======== Records provided ========

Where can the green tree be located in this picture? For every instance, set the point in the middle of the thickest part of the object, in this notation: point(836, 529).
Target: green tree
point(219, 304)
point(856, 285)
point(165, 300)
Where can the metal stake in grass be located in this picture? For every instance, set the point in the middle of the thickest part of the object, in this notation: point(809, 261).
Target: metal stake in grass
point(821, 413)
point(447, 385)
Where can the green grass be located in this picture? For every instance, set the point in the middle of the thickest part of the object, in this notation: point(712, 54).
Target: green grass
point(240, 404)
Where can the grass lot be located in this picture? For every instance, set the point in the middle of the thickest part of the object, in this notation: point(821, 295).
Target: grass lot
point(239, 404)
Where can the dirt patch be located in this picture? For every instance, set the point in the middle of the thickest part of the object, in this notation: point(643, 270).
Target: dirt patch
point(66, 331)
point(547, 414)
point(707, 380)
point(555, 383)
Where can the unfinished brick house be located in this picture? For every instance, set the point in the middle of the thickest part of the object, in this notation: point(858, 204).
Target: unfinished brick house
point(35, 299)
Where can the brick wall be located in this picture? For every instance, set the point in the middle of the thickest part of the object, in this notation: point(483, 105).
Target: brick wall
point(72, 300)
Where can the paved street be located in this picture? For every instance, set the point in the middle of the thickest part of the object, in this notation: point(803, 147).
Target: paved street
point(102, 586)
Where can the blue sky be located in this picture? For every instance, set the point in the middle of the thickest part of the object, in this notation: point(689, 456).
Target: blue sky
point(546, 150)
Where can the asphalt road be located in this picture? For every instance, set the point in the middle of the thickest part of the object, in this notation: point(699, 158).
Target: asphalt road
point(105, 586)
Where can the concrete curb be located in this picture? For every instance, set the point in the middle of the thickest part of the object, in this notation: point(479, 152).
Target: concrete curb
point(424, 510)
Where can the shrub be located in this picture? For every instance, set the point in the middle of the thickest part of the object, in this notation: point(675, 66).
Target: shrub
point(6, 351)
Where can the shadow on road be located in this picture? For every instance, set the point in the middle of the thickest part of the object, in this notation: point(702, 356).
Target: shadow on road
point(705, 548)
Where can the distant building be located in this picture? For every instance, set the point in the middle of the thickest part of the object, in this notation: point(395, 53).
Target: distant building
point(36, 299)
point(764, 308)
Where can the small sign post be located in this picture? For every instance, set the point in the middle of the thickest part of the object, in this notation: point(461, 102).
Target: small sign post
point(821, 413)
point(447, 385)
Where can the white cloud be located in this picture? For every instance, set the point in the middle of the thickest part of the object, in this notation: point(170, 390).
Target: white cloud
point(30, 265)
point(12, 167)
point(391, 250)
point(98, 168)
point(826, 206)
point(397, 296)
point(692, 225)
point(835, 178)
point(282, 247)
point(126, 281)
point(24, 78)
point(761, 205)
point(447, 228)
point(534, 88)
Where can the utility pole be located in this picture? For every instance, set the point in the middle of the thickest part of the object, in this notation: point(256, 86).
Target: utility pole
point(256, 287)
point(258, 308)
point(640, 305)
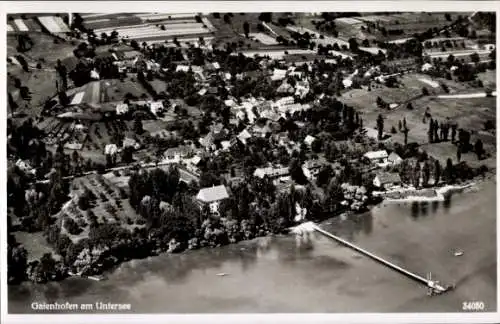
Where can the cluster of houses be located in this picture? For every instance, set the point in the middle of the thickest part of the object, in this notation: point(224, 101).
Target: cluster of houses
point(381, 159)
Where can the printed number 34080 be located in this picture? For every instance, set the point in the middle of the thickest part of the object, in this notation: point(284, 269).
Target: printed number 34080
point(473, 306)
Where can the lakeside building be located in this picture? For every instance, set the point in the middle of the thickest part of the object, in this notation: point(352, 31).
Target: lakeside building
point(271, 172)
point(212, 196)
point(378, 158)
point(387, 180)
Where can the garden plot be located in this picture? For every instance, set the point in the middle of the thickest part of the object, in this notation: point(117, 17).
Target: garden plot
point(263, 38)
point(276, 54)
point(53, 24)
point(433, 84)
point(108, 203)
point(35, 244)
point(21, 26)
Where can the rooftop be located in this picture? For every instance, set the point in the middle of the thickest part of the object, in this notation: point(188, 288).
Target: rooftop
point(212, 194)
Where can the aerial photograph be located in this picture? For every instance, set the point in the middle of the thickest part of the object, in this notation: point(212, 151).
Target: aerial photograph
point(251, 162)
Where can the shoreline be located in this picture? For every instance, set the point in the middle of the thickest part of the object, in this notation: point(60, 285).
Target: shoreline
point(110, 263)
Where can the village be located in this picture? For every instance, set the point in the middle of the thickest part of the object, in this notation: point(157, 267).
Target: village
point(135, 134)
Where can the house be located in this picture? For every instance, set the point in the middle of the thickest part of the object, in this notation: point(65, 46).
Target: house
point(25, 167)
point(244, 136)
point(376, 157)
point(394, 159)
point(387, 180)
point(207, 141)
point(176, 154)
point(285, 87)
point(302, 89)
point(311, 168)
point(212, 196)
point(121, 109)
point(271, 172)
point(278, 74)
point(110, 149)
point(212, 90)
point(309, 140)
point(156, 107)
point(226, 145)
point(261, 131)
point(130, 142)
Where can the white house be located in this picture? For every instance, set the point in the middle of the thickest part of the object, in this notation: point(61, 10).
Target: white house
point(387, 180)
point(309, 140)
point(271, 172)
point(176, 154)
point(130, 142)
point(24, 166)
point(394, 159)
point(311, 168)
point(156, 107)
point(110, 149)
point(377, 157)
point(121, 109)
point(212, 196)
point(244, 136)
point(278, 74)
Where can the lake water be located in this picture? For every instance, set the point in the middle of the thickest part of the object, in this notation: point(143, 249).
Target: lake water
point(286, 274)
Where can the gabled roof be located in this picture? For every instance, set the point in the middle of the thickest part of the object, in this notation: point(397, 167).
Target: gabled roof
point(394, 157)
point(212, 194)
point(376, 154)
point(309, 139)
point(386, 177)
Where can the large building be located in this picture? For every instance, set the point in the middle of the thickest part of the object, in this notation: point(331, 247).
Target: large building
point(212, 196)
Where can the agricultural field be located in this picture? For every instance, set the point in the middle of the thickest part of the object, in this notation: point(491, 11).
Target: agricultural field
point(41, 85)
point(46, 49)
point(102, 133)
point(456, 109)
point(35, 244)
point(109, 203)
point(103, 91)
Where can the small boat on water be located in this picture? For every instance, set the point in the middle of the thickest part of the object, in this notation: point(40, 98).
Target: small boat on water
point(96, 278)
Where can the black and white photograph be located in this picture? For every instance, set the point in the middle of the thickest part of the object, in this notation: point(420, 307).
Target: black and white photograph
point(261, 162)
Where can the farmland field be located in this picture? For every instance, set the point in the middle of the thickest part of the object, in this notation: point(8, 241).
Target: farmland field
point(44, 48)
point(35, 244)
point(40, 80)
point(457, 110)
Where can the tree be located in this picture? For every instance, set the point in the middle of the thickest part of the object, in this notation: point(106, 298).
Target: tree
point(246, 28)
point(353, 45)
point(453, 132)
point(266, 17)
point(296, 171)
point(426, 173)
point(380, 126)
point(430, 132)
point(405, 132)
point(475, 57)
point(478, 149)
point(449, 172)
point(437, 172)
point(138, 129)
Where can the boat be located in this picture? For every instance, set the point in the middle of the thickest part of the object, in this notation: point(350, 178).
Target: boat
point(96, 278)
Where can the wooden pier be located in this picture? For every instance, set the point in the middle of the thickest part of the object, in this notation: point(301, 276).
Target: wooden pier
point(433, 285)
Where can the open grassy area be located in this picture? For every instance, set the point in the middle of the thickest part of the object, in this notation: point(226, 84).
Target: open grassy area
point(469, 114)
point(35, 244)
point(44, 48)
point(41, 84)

========
======== Records provided ========

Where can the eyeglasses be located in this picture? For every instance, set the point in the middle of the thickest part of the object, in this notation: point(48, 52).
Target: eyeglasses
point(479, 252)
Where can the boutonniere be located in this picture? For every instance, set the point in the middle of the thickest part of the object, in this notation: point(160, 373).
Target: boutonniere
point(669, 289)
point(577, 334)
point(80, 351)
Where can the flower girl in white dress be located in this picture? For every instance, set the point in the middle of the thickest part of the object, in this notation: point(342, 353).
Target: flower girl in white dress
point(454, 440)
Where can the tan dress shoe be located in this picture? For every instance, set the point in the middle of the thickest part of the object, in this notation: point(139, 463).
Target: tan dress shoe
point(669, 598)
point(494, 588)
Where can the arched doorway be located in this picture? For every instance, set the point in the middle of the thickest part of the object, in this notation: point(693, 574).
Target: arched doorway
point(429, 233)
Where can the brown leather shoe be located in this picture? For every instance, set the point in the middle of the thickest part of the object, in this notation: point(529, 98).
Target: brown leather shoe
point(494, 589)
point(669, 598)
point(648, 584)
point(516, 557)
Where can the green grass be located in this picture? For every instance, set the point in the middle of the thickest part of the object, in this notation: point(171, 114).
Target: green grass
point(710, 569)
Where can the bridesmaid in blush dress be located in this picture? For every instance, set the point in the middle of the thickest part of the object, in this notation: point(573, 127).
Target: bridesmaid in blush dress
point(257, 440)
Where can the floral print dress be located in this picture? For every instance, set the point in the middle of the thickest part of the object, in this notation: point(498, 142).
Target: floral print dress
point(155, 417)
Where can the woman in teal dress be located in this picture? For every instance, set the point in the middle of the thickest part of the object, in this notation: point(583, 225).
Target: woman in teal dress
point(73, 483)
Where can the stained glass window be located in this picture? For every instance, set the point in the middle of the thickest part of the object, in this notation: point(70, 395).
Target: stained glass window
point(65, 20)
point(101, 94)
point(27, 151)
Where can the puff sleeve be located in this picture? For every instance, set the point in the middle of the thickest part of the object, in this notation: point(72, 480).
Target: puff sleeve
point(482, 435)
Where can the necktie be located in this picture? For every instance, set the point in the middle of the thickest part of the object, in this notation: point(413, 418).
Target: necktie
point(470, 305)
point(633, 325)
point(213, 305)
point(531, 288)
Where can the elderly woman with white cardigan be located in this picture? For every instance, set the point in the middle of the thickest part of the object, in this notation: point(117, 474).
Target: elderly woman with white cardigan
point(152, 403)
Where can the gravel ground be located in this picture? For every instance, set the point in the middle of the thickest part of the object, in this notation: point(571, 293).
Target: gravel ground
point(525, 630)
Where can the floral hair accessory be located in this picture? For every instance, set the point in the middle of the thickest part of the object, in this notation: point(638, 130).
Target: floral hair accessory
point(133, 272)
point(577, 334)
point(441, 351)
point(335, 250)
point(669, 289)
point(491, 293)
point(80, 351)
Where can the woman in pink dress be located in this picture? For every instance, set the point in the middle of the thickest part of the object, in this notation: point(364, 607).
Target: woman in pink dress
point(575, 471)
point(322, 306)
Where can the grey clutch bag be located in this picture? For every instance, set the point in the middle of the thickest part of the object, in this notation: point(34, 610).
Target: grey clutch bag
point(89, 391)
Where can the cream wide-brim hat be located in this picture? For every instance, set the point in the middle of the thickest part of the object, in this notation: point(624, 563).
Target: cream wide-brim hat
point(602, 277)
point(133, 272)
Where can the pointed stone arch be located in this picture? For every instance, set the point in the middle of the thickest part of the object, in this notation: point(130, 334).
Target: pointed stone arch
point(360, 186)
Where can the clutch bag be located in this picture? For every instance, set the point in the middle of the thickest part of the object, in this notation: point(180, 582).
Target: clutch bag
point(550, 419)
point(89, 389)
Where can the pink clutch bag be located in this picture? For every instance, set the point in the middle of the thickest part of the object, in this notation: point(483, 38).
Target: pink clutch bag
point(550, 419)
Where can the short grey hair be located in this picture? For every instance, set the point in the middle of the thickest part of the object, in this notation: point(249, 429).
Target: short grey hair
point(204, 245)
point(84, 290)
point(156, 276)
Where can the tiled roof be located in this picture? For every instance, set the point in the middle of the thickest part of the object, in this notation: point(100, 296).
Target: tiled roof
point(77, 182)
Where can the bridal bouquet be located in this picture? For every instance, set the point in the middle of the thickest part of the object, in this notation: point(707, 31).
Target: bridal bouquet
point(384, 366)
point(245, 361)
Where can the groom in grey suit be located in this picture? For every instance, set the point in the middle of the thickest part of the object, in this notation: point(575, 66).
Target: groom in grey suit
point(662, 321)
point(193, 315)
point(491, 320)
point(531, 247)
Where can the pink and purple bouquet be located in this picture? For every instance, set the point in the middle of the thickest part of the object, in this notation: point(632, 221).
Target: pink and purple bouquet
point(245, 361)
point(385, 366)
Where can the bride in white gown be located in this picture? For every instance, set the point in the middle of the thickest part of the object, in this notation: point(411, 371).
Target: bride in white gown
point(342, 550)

========

* Written problem
Rewrite the records starting at the line containing "Where can the metal" and ending at the line containing "point(240, 404)", and scale every coordinate in the answers by 0.2, rounding to whole numbers with halves going up. Keep the request lines, including their sample points, unchanged.

* Completed exercise
Where can the metal stake in grass be located in this picture? For every instance, set the point in the middle of the thickest part of the object, in this notation: point(809, 261).
Target: metal stake in grass
point(164, 83)
point(89, 77)
Where can the green grass be located in this picture? For every instance, set the point in the middle of the thickest part of the object, in this notation: point(712, 54).
Target: green grass
point(48, 81)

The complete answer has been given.